Data for review Start Marker

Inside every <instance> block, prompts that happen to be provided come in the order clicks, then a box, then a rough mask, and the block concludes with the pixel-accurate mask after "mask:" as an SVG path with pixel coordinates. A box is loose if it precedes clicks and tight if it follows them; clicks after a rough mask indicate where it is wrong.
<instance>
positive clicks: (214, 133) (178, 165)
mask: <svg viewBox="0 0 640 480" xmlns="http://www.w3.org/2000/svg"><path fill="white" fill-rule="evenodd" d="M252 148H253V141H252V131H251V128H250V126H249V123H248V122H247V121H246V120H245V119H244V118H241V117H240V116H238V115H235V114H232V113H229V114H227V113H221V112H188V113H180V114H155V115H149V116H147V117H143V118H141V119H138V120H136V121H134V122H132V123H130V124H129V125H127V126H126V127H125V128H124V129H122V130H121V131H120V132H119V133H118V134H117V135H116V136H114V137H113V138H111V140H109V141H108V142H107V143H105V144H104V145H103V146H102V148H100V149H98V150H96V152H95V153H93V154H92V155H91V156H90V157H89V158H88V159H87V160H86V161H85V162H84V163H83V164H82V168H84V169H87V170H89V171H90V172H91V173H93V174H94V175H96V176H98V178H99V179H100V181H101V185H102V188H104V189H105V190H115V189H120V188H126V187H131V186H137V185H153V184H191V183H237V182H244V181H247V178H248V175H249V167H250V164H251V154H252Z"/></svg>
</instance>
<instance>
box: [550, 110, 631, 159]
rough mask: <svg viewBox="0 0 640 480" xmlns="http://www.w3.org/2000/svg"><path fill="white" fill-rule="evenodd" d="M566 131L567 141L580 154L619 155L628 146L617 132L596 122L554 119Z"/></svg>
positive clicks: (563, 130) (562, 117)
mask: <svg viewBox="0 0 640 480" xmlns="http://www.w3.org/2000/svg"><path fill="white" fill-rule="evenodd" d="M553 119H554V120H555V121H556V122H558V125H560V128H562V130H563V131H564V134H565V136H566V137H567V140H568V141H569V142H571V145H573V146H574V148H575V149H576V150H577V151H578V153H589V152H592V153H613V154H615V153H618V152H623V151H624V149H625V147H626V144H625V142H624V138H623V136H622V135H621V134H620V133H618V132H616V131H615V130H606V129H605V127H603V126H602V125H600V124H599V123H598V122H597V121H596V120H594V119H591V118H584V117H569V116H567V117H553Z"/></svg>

Data for review End Marker

## What needs to be done
Print every line you see above, exactly as written.

## Response to the task
Inside every <instance> block, prompts that happen to be provided come in the order clicks, then a box, then a rough mask, and the block concludes with the pixel-accurate mask after "mask:" as an SVG path with pixel coordinates. A box is loose if it precedes clicks and tight if it follows them; clicks after a rough mask indicate where it is wrong.
<instance>
positive clicks: (214, 133) (178, 165)
mask: <svg viewBox="0 0 640 480" xmlns="http://www.w3.org/2000/svg"><path fill="white" fill-rule="evenodd" d="M252 148H253V141H252V131H251V128H250V126H249V123H248V122H247V121H246V120H245V119H244V118H241V117H240V116H238V115H235V114H232V113H229V114H227V113H221V112H188V113H180V114H155V115H149V116H147V117H143V118H141V119H138V120H136V121H134V122H132V123H130V124H129V125H127V126H126V127H125V128H124V129H122V130H121V131H120V132H119V133H118V134H117V135H116V136H114V137H113V138H111V140H109V141H108V142H107V143H105V144H104V145H103V146H102V148H100V149H98V150H96V152H95V153H93V154H92V155H91V156H90V157H89V158H88V159H87V160H86V161H85V162H84V163H83V164H82V168H84V169H87V170H89V171H90V172H91V173H93V174H94V175H96V176H98V178H99V179H100V181H101V185H102V188H104V189H105V190H115V189H120V188H126V187H131V186H137V185H153V184H191V183H237V182H244V181H247V178H248V175H249V167H250V164H251V154H252Z"/></svg>
</instance>
<instance>
box: [550, 110, 631, 159]
rough mask: <svg viewBox="0 0 640 480" xmlns="http://www.w3.org/2000/svg"><path fill="white" fill-rule="evenodd" d="M566 131L567 141L580 154L619 155L628 146L617 132L596 122L554 119Z"/></svg>
positive clicks: (563, 130) (562, 117)
mask: <svg viewBox="0 0 640 480" xmlns="http://www.w3.org/2000/svg"><path fill="white" fill-rule="evenodd" d="M553 119H554V120H555V121H556V122H558V125H560V128H562V130H563V131H564V134H565V136H566V137H567V140H568V141H569V142H571V145H573V146H574V148H575V149H576V150H577V151H578V153H589V152H592V153H613V154H615V153H618V152H623V151H624V149H625V147H626V144H625V142H624V138H623V136H622V135H621V134H620V133H618V132H616V131H615V130H606V129H605V127H603V126H602V125H600V124H599V123H598V122H597V121H596V120H594V119H591V118H584V117H569V116H567V117H553Z"/></svg>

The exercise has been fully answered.